What you are asked to do>
Nothing other than the lines from the one containing "written like (149,463)." through the close of the entries below should be printed, each exactly.
Begin Provided data
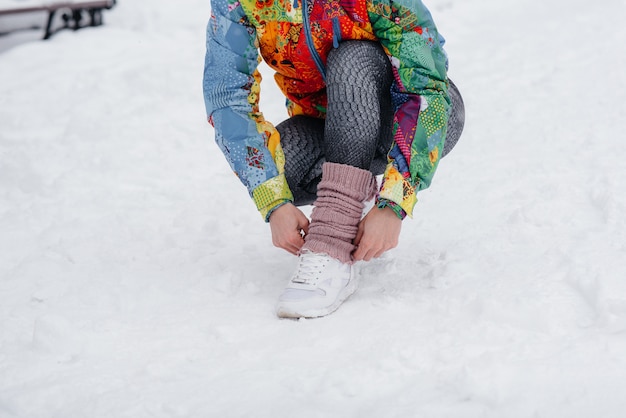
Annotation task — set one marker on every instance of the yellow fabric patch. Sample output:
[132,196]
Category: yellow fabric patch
[271,193]
[398,190]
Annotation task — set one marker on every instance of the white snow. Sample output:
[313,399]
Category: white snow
[138,280]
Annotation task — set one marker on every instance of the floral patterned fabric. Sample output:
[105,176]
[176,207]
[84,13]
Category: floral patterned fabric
[294,38]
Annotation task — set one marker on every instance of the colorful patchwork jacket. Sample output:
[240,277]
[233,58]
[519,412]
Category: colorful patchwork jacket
[296,43]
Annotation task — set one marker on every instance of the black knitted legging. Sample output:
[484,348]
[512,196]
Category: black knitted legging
[357,129]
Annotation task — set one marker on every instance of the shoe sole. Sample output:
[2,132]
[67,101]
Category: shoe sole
[285,312]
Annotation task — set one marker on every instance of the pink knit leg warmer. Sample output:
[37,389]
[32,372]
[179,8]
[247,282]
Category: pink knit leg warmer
[341,196]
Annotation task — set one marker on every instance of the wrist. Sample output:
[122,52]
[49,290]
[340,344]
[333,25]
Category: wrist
[384,203]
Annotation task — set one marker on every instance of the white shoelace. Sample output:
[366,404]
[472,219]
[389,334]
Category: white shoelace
[310,267]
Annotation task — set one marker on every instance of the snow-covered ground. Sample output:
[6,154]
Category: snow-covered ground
[138,280]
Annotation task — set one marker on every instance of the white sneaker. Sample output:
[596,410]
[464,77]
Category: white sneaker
[319,285]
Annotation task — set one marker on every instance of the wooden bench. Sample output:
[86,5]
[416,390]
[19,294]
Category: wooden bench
[72,12]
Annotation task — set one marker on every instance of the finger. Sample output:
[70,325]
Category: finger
[359,234]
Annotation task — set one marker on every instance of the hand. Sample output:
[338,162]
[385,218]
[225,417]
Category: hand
[378,232]
[289,226]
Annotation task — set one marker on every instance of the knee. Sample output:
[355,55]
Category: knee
[358,60]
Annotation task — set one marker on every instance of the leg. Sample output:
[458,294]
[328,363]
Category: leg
[302,140]
[358,122]
[359,117]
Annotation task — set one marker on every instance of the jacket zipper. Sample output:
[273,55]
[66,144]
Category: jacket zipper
[309,40]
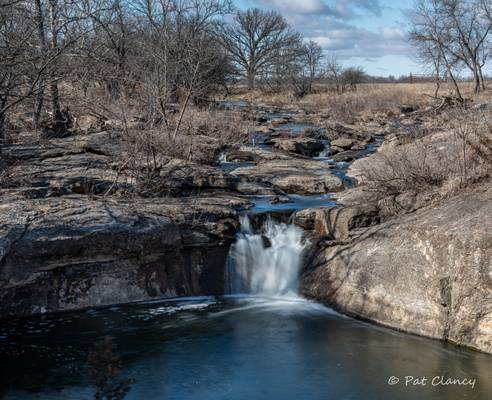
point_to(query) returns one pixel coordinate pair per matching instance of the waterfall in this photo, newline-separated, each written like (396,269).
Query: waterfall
(223,157)
(265,263)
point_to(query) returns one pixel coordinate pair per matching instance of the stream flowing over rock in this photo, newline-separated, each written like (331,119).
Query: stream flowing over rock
(428,273)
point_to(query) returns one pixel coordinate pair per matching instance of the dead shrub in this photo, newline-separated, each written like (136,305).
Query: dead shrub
(201,137)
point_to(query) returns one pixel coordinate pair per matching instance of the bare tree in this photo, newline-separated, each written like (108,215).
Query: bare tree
(334,73)
(457,31)
(430,38)
(313,55)
(255,39)
(353,76)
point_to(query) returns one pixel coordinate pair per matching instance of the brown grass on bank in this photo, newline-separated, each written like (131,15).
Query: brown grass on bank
(368,99)
(438,165)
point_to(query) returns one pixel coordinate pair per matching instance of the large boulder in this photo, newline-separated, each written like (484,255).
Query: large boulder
(305,146)
(70,252)
(428,273)
(293,175)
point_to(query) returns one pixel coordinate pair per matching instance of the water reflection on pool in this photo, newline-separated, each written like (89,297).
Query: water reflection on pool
(235,348)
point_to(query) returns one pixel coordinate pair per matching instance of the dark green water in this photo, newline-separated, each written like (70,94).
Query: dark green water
(234,349)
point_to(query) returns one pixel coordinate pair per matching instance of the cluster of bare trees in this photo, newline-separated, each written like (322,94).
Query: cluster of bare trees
(451,36)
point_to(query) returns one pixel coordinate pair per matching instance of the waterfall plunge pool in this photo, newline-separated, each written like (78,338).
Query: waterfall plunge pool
(268,345)
(231,348)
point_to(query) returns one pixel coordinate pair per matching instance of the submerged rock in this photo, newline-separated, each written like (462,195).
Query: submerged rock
(301,145)
(293,175)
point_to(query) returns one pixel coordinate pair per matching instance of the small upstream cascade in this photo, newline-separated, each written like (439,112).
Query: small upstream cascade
(265,263)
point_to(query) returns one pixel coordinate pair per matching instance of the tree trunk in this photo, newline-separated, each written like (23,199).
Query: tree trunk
(482,80)
(42,41)
(456,87)
(476,79)
(2,133)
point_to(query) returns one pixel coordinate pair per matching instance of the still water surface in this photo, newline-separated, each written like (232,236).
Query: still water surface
(232,348)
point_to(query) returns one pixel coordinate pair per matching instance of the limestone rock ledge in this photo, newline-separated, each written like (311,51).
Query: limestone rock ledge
(71,252)
(427,273)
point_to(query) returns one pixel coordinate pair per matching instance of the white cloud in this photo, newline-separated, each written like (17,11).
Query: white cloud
(299,6)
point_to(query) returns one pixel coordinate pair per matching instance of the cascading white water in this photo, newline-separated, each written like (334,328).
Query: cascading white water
(266,263)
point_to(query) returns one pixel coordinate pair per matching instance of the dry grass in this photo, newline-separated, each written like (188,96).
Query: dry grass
(439,165)
(352,105)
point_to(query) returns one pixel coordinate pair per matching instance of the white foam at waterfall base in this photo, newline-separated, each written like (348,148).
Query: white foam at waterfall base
(266,263)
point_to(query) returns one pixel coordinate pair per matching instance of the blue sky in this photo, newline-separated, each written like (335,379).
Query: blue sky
(366,33)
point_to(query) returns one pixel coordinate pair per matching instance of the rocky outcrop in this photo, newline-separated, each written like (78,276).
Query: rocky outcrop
(305,146)
(71,252)
(428,273)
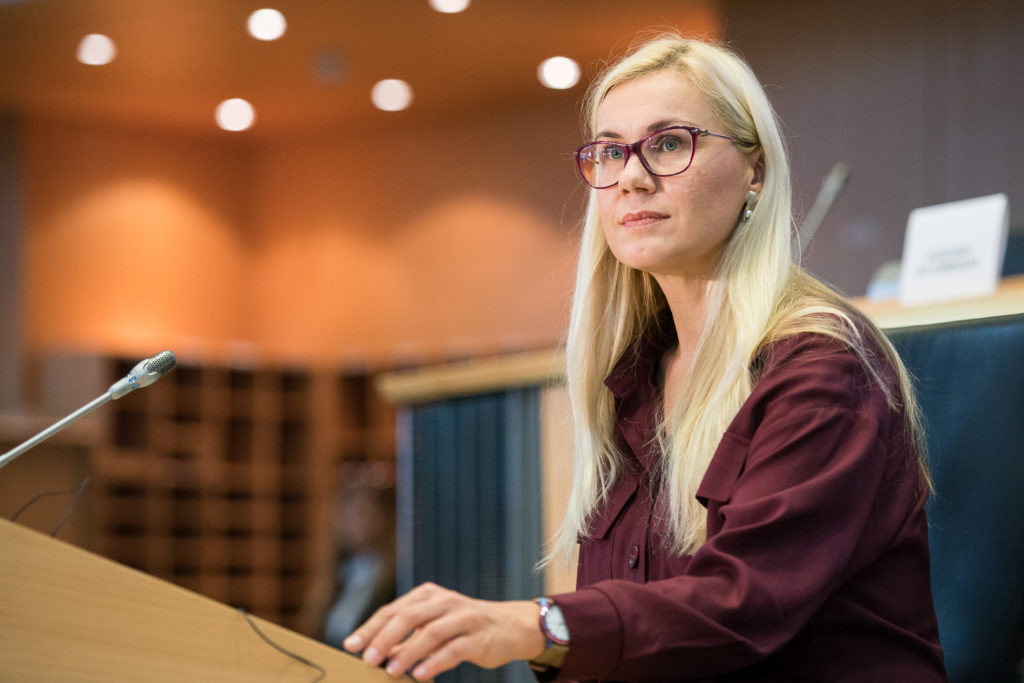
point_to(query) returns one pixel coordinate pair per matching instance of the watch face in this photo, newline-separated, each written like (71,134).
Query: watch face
(555,624)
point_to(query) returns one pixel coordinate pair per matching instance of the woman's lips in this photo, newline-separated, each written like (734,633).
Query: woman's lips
(641,218)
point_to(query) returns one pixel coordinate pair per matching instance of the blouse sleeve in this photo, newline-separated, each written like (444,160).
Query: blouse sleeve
(792,516)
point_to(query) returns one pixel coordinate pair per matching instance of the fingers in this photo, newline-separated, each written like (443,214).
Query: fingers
(431,630)
(406,630)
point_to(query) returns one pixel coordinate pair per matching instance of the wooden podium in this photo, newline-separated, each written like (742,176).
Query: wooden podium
(67,614)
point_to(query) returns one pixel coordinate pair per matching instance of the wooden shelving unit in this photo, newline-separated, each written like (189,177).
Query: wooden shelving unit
(221,479)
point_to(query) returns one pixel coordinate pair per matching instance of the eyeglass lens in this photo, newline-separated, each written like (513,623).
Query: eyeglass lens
(666,153)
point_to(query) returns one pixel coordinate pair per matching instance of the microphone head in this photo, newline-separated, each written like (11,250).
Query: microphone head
(161,364)
(144,374)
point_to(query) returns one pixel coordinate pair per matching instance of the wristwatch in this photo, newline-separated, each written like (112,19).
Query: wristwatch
(556,635)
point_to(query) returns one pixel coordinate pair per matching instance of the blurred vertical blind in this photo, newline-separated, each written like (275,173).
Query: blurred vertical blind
(469,510)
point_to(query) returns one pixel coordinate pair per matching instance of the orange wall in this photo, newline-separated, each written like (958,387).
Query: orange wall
(397,244)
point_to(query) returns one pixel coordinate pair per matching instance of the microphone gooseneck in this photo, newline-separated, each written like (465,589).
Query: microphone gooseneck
(143,374)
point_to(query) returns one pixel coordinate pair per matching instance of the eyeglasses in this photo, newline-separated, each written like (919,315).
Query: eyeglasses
(666,152)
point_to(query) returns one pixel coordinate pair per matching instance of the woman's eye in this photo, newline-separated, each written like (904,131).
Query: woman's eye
(612,153)
(667,143)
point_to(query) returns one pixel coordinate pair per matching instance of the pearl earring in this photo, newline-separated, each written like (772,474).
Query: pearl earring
(752,200)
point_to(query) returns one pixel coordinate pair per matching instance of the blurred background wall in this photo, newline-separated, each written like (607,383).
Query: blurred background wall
(336,237)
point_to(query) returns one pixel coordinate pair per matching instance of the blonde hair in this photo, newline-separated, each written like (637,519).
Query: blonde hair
(758,296)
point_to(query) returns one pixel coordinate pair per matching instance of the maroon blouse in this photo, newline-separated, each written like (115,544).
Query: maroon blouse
(815,565)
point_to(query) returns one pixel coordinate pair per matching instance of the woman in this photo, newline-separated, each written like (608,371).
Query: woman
(749,489)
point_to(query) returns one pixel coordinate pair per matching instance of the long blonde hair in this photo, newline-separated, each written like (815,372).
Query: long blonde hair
(758,296)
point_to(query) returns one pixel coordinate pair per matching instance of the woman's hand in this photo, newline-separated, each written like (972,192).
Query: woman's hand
(434,629)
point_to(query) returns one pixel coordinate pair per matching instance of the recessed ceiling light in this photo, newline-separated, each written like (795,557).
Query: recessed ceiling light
(391,94)
(266,25)
(450,6)
(235,114)
(558,73)
(96,49)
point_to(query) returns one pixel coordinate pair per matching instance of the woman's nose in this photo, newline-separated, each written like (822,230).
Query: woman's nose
(635,176)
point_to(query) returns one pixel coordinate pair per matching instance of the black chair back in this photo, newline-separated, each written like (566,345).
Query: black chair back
(970,379)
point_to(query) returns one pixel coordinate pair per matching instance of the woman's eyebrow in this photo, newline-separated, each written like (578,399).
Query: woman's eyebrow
(657,125)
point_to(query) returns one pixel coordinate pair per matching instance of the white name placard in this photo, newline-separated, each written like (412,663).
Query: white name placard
(954,250)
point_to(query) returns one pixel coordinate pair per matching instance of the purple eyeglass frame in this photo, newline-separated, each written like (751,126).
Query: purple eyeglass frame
(635,148)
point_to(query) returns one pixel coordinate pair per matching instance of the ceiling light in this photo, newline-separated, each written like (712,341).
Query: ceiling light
(235,114)
(266,25)
(96,49)
(450,6)
(558,73)
(391,94)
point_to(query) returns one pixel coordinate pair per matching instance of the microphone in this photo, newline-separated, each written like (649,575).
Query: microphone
(143,374)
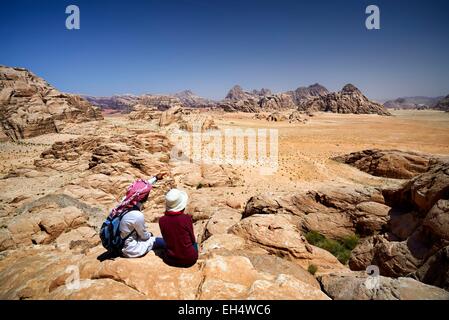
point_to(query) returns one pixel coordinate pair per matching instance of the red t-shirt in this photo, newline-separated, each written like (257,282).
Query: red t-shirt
(177,231)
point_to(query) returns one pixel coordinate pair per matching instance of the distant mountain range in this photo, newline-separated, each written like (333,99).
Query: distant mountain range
(418,102)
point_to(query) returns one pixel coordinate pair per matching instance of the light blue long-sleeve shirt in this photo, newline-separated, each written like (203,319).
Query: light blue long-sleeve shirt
(141,241)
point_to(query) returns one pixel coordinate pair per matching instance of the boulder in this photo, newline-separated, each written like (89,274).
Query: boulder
(360,286)
(388,163)
(277,235)
(29,106)
(348,100)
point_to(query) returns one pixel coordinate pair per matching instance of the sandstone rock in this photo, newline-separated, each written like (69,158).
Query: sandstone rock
(277,235)
(30,106)
(358,286)
(388,163)
(222,221)
(276,117)
(437,219)
(435,271)
(302,94)
(221,241)
(424,190)
(336,212)
(276,102)
(297,117)
(141,112)
(237,93)
(250,104)
(170,116)
(222,283)
(190,99)
(284,287)
(418,103)
(443,104)
(348,100)
(123,103)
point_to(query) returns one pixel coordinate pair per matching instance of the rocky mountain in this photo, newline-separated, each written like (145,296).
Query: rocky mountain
(303,94)
(388,163)
(348,100)
(190,99)
(418,102)
(236,93)
(442,104)
(255,101)
(29,106)
(122,103)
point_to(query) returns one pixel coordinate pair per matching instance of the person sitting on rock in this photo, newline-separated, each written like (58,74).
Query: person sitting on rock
(132,226)
(177,231)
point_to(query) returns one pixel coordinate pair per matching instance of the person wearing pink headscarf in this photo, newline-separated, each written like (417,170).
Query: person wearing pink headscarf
(138,241)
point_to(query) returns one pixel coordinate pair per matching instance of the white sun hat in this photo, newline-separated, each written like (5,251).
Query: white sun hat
(176,200)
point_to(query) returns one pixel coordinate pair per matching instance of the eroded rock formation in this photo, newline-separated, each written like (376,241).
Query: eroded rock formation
(29,106)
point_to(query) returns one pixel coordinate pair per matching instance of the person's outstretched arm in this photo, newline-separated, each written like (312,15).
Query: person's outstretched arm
(140,228)
(157,177)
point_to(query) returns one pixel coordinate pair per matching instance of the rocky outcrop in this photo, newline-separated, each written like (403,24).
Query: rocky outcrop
(236,93)
(413,241)
(160,102)
(250,104)
(348,100)
(190,99)
(303,94)
(333,211)
(187,120)
(276,102)
(360,286)
(442,104)
(255,101)
(412,103)
(388,163)
(29,106)
(122,103)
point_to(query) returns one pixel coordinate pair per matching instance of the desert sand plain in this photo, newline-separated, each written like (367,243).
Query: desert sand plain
(305,152)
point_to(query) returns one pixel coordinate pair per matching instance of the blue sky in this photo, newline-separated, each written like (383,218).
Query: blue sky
(208,46)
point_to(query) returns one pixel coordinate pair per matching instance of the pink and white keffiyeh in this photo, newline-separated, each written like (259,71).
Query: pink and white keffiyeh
(135,193)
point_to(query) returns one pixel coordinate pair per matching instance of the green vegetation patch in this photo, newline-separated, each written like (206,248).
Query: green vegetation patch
(341,248)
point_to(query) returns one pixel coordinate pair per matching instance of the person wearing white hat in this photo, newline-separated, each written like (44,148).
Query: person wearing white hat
(177,231)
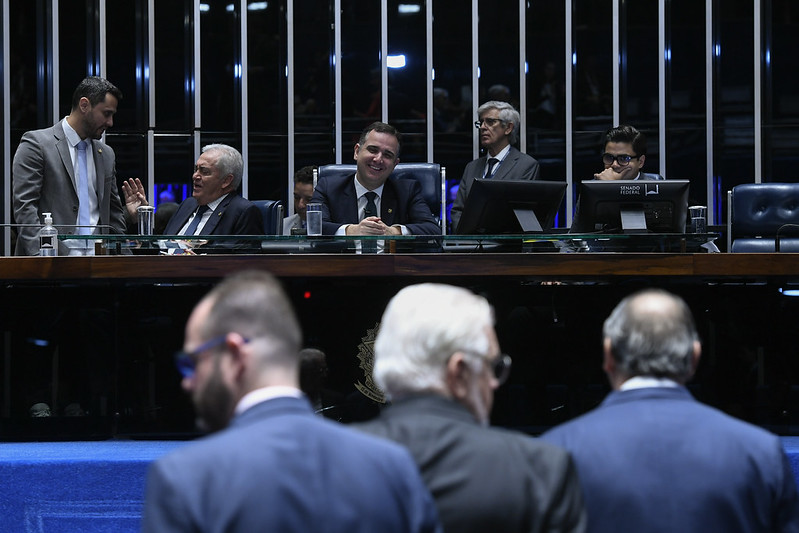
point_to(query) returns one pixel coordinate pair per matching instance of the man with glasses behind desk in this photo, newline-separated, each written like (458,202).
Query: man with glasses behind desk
(499,125)
(624,155)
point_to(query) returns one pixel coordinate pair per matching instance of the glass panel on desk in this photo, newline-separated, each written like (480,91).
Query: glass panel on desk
(348,244)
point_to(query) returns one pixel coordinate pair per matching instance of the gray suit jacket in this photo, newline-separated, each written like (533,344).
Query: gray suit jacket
(516,166)
(43,181)
(484,479)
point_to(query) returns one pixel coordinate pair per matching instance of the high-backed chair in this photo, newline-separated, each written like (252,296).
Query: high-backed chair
(432,178)
(272,213)
(763,217)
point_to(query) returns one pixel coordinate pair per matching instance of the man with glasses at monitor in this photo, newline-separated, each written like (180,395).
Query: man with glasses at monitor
(499,125)
(624,155)
(440,371)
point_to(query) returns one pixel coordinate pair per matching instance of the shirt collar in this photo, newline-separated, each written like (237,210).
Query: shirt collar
(72,136)
(257,396)
(360,190)
(502,154)
(213,205)
(642,382)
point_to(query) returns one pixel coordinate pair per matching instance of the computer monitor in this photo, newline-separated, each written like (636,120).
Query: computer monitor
(496,207)
(631,206)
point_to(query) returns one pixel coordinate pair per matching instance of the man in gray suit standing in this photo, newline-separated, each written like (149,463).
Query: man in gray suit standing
(499,126)
(47,172)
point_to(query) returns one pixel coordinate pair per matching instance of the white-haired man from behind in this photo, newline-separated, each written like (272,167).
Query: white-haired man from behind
(440,371)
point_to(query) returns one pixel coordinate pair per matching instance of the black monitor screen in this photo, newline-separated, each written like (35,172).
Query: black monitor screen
(495,207)
(631,206)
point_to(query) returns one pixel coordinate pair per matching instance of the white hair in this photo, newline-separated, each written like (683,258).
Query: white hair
(421,328)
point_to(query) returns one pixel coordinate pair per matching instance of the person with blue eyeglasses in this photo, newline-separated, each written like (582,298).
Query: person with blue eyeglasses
(624,155)
(271,463)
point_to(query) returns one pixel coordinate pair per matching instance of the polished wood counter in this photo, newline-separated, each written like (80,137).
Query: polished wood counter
(547,266)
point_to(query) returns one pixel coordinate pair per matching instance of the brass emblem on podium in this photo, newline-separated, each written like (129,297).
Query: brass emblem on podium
(366,355)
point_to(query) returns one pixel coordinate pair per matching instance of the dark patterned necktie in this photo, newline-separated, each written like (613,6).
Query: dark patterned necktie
(491,162)
(196,220)
(369,247)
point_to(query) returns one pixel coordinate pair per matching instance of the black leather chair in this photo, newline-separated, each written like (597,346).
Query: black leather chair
(272,212)
(432,178)
(763,217)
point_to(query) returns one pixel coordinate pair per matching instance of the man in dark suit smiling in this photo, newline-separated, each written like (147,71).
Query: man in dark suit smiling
End Provided data
Task answer>
point_to(query) returns one pixel coordinate pair per matching instance of the man in gray suit standing in this photo, newline-separated, each written like (149,463).
Query: man in gray suit standing
(499,126)
(47,172)
point_to(query) returns one pixel coordinate pair per matching instance of the white-haired man from behind in this photo, newline-separated, each written like (272,167).
Query: white-haired man from behind
(440,371)
point_to(query) returns one pixel coordinate pair per matching instance of the black monitor screen in this photo, newline-separated, each written like (35,172).
Query: black monitor screen
(495,207)
(631,206)
point_to(query) returns one pixel coordinate pair per matching instance of the white hair in this photo, newline-separated, each written like (683,258).
Query: white hair
(421,328)
point_to(query) returns one pixel coordinate pair per matching instance of the person with blue eyeglasses in this photo, newline-separated, each written like (582,298).
Query: person with blue eyeglasses
(624,155)
(271,463)
point_to(query) returns one pixel coordinate pair per matching instance of the polished wood counter in this photo, newline-separated, each written like (80,137).
Query: polished wood counter
(547,266)
point_to(query) returns one pixel coordinate pair per matching instance of the brass emblem on podium in this photo, newline-separated, each written like (129,297).
Query: brass emblem on podium
(366,355)
point_to(query) returns one pixel coordinate pair per matching instance of the dark patterned necktie in this photo, newline-separated, each written like (613,6).
Query: dark patterned necktie
(491,162)
(196,220)
(369,247)
point_to(query) returns one pixel coordinate pair per matching instance of the black leather chair in this photo, newline-separated, each written like (597,346).
Query: black leather chair
(272,212)
(432,178)
(763,217)
point_to(query) returns one pixel coordinate pair per matching instance of the man in dark suit smiling in this photo, newline-separated, each written like (147,71).
Query: man in dark suit smiling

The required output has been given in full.